Directions for this task:
Copy out all of the records below word for word, leaving out the pictures.

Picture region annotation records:
[Begin]
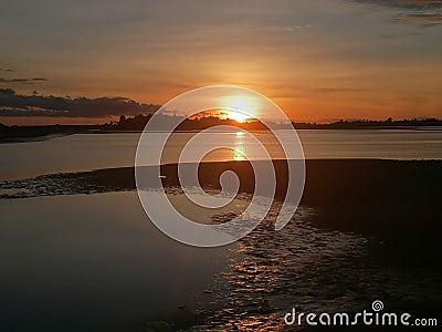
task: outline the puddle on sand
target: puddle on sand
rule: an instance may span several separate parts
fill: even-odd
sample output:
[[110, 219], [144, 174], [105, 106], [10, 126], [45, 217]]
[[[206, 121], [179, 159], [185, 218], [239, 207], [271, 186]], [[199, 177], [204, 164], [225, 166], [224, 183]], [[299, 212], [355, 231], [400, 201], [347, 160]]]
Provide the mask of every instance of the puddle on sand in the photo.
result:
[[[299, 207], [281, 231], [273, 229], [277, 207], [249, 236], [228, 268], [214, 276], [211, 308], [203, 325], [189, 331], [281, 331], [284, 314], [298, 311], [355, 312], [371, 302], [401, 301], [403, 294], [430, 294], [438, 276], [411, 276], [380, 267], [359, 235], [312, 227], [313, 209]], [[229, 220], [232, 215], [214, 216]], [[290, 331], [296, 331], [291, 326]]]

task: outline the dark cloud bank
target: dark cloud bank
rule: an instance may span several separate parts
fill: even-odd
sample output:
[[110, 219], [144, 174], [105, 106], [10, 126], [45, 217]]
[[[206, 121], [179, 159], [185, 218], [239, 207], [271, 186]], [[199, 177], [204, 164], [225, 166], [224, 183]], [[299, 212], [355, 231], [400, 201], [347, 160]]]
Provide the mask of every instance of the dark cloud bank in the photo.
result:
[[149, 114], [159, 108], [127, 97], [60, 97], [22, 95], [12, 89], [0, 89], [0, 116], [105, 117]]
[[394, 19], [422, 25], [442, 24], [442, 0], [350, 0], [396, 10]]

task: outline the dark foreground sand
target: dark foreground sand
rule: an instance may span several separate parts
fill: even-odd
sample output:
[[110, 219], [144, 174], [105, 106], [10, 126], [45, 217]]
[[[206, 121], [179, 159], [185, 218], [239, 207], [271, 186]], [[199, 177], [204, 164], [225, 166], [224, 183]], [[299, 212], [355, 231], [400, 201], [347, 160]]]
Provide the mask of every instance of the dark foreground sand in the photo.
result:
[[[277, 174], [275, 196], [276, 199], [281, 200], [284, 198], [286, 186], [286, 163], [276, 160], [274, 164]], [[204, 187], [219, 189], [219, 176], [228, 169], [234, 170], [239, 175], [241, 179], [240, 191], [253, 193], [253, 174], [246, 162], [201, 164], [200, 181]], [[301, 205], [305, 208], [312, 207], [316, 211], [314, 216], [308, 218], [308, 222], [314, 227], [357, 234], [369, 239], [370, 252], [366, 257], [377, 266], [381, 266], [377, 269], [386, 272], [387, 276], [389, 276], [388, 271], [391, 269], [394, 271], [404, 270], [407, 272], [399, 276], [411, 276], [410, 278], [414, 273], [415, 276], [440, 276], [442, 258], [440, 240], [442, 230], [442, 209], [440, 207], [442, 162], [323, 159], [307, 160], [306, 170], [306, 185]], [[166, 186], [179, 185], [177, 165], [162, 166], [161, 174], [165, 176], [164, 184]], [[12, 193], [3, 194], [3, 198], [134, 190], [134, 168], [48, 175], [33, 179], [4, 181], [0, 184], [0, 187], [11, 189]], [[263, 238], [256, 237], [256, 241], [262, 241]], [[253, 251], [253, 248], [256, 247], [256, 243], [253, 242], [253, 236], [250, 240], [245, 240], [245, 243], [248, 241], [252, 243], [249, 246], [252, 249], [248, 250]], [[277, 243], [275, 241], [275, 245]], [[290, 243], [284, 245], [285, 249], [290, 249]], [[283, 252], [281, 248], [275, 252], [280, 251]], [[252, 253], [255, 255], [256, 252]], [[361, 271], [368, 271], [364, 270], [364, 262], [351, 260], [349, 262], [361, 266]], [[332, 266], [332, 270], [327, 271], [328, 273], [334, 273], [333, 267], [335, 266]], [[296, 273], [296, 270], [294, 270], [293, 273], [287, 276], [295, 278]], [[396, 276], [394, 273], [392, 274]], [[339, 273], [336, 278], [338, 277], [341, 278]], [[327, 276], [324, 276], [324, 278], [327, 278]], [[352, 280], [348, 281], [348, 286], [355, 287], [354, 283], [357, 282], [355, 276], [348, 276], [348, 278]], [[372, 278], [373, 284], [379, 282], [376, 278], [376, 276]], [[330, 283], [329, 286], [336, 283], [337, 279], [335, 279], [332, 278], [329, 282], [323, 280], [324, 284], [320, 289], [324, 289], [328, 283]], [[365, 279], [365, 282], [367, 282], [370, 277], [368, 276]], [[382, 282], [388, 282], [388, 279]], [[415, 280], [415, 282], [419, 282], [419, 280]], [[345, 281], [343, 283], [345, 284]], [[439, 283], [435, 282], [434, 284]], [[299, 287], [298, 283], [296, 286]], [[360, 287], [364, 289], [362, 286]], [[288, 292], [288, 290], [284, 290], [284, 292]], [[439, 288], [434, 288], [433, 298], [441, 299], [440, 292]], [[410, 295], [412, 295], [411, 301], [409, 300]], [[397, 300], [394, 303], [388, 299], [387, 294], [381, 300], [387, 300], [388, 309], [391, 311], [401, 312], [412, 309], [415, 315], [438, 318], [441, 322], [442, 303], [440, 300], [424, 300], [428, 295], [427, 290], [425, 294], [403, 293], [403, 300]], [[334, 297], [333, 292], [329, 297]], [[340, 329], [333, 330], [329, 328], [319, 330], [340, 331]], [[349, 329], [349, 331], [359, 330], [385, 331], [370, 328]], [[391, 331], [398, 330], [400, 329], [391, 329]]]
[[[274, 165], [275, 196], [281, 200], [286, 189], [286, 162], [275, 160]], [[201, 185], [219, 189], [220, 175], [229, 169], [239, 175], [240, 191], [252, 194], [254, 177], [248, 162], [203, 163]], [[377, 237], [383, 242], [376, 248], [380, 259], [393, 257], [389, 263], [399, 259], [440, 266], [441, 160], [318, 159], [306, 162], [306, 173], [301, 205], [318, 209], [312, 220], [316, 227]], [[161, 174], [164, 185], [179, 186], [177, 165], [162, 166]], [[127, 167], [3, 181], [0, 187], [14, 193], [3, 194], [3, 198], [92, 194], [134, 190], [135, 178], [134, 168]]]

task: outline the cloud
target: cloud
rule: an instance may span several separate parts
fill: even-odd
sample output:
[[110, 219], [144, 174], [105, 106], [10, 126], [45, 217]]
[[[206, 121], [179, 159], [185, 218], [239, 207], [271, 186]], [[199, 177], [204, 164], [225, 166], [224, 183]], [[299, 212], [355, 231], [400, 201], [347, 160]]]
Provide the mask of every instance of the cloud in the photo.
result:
[End]
Written answer:
task: outline the puddle on sand
target: puddle on sand
rule: an instance may span several separate parts
fill: even-odd
sample output:
[[110, 219], [144, 174], [105, 106], [10, 126], [45, 217]]
[[[206, 121], [179, 159], [185, 218], [239, 207], [271, 186]], [[199, 177], [204, 164], [225, 166], [224, 183]], [[299, 212], [355, 231], [400, 201], [347, 160]]]
Provide the mask of every instance of the puddle on sand in the photo.
result:
[[[299, 207], [281, 231], [273, 229], [277, 207], [249, 236], [228, 268], [214, 276], [211, 308], [203, 325], [189, 331], [281, 331], [284, 314], [298, 311], [355, 312], [371, 302], [401, 301], [403, 294], [430, 294], [438, 276], [411, 276], [380, 267], [359, 235], [312, 227], [313, 209]], [[229, 220], [232, 215], [214, 216]], [[290, 331], [296, 331], [291, 326]]]

task: outline the dark cloud bank
target: dark cloud bank
rule: an instance may span several separate parts
fill: even-odd
sample output:
[[110, 219], [144, 174], [105, 106], [10, 126], [45, 217]]
[[[206, 121], [179, 159], [185, 218], [239, 207], [271, 186]], [[199, 177], [204, 164], [225, 166], [224, 183]], [[299, 212], [355, 231], [400, 201], [347, 160]]]
Provide the mask of every instance of the dark cloud bank in the photo.
result:
[[149, 114], [159, 108], [127, 97], [60, 97], [22, 95], [12, 89], [0, 89], [0, 116], [105, 117]]
[[394, 19], [422, 25], [442, 24], [442, 0], [350, 0], [396, 10]]

task: outline the dark foreground sand
target: dark foreground sand
rule: an instance may span several separate parts
fill: even-odd
sample output:
[[110, 219], [144, 174], [105, 106], [10, 126], [45, 217]]
[[[206, 121], [179, 159], [185, 218], [239, 207], [271, 186]], [[199, 177], [204, 164], [225, 166], [224, 183]], [[299, 212], [355, 231], [400, 201], [347, 160]]]
Provide the mask of every instance of the dark foreground sand in the photo.
result:
[[[277, 174], [275, 196], [276, 199], [281, 200], [284, 198], [286, 186], [286, 163], [276, 160], [274, 164]], [[204, 187], [219, 189], [219, 176], [228, 169], [234, 170], [239, 175], [241, 179], [240, 191], [253, 193], [253, 174], [246, 162], [201, 164], [200, 181]], [[301, 205], [305, 208], [312, 207], [316, 211], [314, 216], [308, 218], [308, 222], [314, 227], [357, 234], [369, 239], [370, 252], [366, 257], [377, 266], [381, 266], [377, 269], [386, 272], [387, 276], [389, 276], [388, 271], [391, 269], [394, 271], [404, 270], [407, 272], [399, 276], [411, 276], [410, 278], [414, 273], [415, 276], [440, 276], [442, 258], [440, 240], [442, 230], [442, 209], [440, 207], [442, 162], [323, 159], [307, 160], [306, 170], [306, 185]], [[166, 186], [179, 185], [177, 165], [162, 166], [161, 174], [165, 176], [164, 184]], [[12, 193], [3, 194], [3, 198], [134, 190], [134, 168], [48, 175], [33, 179], [4, 181], [0, 184], [0, 187], [11, 189]], [[263, 238], [256, 237], [256, 241], [262, 241]], [[253, 251], [253, 248], [256, 247], [256, 243], [253, 242], [253, 236], [250, 240], [245, 240], [245, 243], [248, 241], [252, 243], [249, 246], [252, 249], [248, 250]], [[277, 243], [275, 241], [275, 245]], [[290, 243], [284, 245], [285, 249], [290, 249]], [[283, 252], [281, 248], [275, 252], [280, 251]], [[252, 253], [255, 255], [256, 252]], [[361, 271], [368, 271], [364, 270], [364, 262], [351, 260], [349, 262], [361, 266]], [[332, 266], [332, 270], [327, 271], [328, 273], [334, 273], [333, 267], [335, 266]], [[296, 273], [296, 270], [294, 270], [293, 273], [287, 276], [295, 278]], [[396, 276], [394, 273], [392, 274]], [[339, 273], [336, 278], [338, 277], [341, 278]], [[327, 276], [324, 276], [324, 278], [327, 278]], [[352, 280], [348, 281], [348, 286], [355, 287], [354, 283], [357, 282], [355, 276], [348, 276], [348, 278]], [[372, 278], [373, 284], [379, 282], [376, 278], [376, 276]], [[330, 283], [329, 286], [336, 283], [337, 279], [335, 279], [332, 278], [329, 282], [323, 280], [324, 284], [320, 289], [324, 289], [328, 283]], [[365, 279], [365, 282], [367, 282], [370, 277], [368, 276]], [[382, 282], [388, 282], [388, 279]], [[415, 280], [415, 282], [419, 282], [419, 280]], [[345, 281], [343, 283], [345, 284]], [[439, 283], [435, 282], [434, 284]], [[299, 287], [298, 283], [296, 286]], [[360, 287], [364, 289], [362, 286]], [[288, 292], [288, 290], [284, 290], [284, 292]], [[439, 288], [434, 288], [433, 298], [441, 299], [440, 292]], [[410, 295], [412, 295], [411, 301], [409, 300]], [[397, 300], [394, 303], [388, 299], [387, 294], [381, 300], [387, 300], [388, 309], [391, 311], [401, 312], [412, 309], [415, 315], [438, 318], [441, 322], [442, 303], [440, 300], [424, 300], [428, 295], [427, 290], [425, 294], [403, 293], [403, 300]], [[334, 297], [333, 292], [329, 297]], [[340, 329], [333, 330], [329, 328], [319, 330], [340, 331]], [[349, 329], [349, 331], [359, 330], [385, 331], [370, 328]], [[391, 331], [398, 330], [400, 329], [391, 329]]]
[[[274, 165], [275, 196], [281, 200], [286, 189], [286, 162], [275, 160]], [[201, 185], [219, 189], [220, 175], [229, 169], [239, 175], [240, 191], [252, 194], [254, 177], [248, 162], [203, 163]], [[377, 237], [383, 242], [376, 248], [380, 259], [393, 257], [389, 263], [399, 259], [440, 266], [441, 160], [318, 159], [306, 162], [306, 173], [301, 205], [318, 209], [312, 220], [316, 227]], [[161, 174], [164, 185], [179, 186], [177, 165], [162, 166]], [[127, 167], [3, 181], [0, 187], [14, 193], [3, 194], [3, 198], [92, 194], [134, 190], [135, 178], [134, 168]]]

task: outline the cloud
target: cloud
rule: an instance may span several separate parts
fill: even-odd
sample output:
[[110, 219], [144, 174], [105, 106], [10, 126], [45, 217]]
[[[206, 121], [179, 159], [185, 218], [239, 207], [271, 186]], [[199, 177], [204, 164], [225, 166], [224, 183]], [[299, 212], [355, 231], [400, 201], [347, 160]]]
Provide the mask of every instance of the cloud in the photo.
result:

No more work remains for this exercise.